**Directions**: Compute how many lines below contain the word "wall" and respond with that number only.

[Referring expression pointing data]
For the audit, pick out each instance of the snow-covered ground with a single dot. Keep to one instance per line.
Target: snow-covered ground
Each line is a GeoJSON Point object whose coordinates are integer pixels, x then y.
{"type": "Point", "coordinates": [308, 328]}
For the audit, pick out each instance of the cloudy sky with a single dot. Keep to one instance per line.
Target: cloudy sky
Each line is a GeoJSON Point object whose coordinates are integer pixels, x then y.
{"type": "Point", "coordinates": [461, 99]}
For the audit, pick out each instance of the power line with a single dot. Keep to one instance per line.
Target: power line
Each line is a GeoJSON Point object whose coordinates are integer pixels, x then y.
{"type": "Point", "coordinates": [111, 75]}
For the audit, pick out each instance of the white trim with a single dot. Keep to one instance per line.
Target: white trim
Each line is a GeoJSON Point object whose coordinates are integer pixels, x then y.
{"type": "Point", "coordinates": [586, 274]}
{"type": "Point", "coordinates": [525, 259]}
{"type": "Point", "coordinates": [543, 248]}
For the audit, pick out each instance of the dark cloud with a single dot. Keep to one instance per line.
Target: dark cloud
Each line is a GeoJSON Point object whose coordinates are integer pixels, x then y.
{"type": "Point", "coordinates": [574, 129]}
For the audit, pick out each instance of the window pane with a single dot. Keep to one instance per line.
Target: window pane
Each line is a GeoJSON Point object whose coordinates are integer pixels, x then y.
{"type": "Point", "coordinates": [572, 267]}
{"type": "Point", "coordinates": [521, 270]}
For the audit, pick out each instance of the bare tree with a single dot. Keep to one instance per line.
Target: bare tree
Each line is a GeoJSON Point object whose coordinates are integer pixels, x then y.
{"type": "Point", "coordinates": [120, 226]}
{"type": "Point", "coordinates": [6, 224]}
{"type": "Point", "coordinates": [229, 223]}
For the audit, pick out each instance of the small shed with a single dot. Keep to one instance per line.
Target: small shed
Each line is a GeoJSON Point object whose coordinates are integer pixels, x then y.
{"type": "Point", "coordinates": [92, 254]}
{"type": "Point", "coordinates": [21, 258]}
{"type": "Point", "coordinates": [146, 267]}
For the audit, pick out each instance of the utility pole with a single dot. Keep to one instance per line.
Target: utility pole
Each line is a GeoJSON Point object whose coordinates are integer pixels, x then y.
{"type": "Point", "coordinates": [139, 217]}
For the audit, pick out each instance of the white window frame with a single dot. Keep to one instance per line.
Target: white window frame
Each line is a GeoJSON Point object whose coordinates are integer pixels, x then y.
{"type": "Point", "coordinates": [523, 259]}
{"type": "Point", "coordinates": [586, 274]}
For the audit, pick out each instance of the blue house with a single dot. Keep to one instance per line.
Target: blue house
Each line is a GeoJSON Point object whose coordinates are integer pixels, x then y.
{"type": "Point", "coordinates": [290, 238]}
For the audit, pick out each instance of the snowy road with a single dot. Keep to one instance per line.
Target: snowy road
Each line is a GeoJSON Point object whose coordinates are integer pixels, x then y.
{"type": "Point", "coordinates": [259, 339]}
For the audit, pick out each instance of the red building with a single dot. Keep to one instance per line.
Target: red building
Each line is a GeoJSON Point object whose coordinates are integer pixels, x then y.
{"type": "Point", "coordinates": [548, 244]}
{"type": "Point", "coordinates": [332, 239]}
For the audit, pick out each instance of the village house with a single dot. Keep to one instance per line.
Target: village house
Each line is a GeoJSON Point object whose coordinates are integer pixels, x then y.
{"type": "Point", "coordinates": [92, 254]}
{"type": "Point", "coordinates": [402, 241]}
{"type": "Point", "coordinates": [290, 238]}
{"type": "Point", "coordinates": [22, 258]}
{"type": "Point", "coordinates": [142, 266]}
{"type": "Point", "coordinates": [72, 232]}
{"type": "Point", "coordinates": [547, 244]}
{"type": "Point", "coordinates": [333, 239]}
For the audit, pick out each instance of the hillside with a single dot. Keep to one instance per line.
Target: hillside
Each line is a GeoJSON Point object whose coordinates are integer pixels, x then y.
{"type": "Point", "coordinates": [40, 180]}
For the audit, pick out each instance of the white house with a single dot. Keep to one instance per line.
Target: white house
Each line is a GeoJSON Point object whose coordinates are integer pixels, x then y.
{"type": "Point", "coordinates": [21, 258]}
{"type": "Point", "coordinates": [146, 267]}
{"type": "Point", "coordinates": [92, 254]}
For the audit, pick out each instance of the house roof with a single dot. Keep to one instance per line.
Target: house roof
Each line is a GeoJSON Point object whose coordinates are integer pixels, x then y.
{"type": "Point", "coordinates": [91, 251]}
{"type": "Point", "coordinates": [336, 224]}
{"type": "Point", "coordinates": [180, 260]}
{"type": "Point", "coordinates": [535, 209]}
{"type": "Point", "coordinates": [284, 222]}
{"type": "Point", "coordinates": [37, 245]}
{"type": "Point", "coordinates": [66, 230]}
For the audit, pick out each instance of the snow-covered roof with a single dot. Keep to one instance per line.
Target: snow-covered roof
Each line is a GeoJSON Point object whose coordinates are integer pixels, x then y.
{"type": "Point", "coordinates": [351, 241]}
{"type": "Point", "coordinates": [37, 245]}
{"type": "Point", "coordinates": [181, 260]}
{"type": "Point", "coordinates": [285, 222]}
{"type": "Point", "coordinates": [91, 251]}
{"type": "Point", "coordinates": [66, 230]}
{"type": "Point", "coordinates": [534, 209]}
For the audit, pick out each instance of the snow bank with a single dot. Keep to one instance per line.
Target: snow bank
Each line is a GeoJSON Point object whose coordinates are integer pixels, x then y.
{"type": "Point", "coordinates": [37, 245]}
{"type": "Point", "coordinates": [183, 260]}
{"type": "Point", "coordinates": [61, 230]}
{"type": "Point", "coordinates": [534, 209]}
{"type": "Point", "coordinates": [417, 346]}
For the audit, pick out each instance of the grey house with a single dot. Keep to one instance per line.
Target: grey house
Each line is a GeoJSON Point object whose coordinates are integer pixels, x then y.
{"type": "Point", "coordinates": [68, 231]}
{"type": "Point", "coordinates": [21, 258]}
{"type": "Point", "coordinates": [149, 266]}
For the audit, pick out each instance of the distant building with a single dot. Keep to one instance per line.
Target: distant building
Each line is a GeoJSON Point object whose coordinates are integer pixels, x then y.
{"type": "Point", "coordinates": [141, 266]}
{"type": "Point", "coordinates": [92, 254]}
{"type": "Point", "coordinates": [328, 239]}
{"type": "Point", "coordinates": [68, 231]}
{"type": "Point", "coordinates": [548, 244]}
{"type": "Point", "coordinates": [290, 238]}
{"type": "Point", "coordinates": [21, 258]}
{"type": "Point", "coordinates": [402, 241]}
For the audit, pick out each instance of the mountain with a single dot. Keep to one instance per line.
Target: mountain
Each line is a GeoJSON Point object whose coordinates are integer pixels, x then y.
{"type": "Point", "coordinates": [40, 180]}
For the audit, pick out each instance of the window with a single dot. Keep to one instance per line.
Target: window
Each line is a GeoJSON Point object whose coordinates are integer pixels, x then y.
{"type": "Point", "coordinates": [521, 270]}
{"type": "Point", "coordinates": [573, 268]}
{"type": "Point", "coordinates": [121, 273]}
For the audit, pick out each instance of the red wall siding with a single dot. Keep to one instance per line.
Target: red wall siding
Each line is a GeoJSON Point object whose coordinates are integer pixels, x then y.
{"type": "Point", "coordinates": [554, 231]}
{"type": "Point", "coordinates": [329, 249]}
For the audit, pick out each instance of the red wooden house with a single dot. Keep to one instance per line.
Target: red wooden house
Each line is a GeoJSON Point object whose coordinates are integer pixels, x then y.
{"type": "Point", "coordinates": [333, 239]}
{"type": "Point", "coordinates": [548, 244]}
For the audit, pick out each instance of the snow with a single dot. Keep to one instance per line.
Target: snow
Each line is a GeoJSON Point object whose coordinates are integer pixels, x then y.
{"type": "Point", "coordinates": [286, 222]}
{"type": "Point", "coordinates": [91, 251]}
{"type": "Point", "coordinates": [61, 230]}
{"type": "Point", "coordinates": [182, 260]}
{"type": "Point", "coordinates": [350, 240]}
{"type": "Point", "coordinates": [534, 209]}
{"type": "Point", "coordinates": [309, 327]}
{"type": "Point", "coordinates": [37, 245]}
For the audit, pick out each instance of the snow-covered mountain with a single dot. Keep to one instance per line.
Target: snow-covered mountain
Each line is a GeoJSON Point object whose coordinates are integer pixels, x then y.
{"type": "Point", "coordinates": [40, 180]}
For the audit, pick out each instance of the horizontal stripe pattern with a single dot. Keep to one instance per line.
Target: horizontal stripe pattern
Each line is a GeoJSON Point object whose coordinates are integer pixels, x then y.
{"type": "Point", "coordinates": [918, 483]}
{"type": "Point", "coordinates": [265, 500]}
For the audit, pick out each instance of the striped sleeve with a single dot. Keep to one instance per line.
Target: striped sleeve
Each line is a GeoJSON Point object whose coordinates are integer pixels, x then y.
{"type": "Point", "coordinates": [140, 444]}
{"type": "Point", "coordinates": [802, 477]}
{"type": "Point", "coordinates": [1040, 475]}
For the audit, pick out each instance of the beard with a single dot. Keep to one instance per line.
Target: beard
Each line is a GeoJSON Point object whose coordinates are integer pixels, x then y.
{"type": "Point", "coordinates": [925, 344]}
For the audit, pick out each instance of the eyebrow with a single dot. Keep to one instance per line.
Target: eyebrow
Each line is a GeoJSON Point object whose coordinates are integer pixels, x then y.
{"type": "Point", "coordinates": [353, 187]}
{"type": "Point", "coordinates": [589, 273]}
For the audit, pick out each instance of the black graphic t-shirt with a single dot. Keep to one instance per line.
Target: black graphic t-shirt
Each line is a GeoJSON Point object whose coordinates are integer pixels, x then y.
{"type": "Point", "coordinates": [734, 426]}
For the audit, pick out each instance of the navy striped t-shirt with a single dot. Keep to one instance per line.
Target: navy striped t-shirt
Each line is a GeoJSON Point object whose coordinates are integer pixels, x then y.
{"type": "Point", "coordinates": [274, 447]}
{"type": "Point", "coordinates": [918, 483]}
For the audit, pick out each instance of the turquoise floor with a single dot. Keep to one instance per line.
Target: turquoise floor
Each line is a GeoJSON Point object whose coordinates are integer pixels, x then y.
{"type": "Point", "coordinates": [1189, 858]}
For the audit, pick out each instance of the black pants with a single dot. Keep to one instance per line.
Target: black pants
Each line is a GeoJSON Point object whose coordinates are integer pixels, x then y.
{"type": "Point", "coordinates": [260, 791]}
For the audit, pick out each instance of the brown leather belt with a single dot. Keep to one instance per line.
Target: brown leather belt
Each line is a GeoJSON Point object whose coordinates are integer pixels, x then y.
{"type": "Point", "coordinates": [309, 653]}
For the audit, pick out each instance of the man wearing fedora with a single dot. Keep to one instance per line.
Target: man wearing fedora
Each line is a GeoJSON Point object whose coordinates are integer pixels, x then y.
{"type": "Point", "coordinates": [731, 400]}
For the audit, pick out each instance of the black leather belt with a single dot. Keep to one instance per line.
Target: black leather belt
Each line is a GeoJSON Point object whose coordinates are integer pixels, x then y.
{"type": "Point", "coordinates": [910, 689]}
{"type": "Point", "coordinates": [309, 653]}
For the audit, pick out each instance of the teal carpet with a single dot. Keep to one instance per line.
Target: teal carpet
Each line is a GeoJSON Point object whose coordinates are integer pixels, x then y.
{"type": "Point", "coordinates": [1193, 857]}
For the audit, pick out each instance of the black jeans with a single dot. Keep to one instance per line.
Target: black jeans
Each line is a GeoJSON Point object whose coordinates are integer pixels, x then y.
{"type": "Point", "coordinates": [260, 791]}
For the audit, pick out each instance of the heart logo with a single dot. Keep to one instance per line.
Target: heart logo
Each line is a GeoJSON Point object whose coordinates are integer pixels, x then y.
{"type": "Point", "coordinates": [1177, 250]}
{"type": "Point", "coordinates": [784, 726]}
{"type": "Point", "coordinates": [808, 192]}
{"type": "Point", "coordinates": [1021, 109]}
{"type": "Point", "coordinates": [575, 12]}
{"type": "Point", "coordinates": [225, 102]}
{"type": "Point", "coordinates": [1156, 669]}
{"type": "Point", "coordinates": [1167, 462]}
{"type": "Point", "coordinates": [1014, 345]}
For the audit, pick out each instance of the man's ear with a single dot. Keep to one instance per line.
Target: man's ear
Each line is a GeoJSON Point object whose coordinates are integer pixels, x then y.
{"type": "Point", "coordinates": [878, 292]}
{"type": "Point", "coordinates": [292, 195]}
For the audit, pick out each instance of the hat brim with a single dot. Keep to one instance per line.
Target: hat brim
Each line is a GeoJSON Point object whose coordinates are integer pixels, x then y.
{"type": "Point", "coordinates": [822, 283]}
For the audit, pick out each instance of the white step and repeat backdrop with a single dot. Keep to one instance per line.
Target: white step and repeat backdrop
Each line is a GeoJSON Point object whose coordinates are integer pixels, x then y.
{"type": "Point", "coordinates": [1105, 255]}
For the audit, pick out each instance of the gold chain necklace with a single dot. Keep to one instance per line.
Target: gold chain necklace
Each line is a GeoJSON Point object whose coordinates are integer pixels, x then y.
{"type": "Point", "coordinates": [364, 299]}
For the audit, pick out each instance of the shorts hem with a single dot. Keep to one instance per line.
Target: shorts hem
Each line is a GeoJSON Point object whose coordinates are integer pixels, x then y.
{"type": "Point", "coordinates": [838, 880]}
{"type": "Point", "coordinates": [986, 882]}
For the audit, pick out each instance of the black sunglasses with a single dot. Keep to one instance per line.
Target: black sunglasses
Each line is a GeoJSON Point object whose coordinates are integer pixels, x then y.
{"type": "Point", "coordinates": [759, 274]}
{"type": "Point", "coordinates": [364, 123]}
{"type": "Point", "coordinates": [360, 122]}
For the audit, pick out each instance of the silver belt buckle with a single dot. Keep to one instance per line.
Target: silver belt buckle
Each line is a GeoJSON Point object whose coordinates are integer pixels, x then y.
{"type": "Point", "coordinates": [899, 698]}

**Output of the exercise**: 2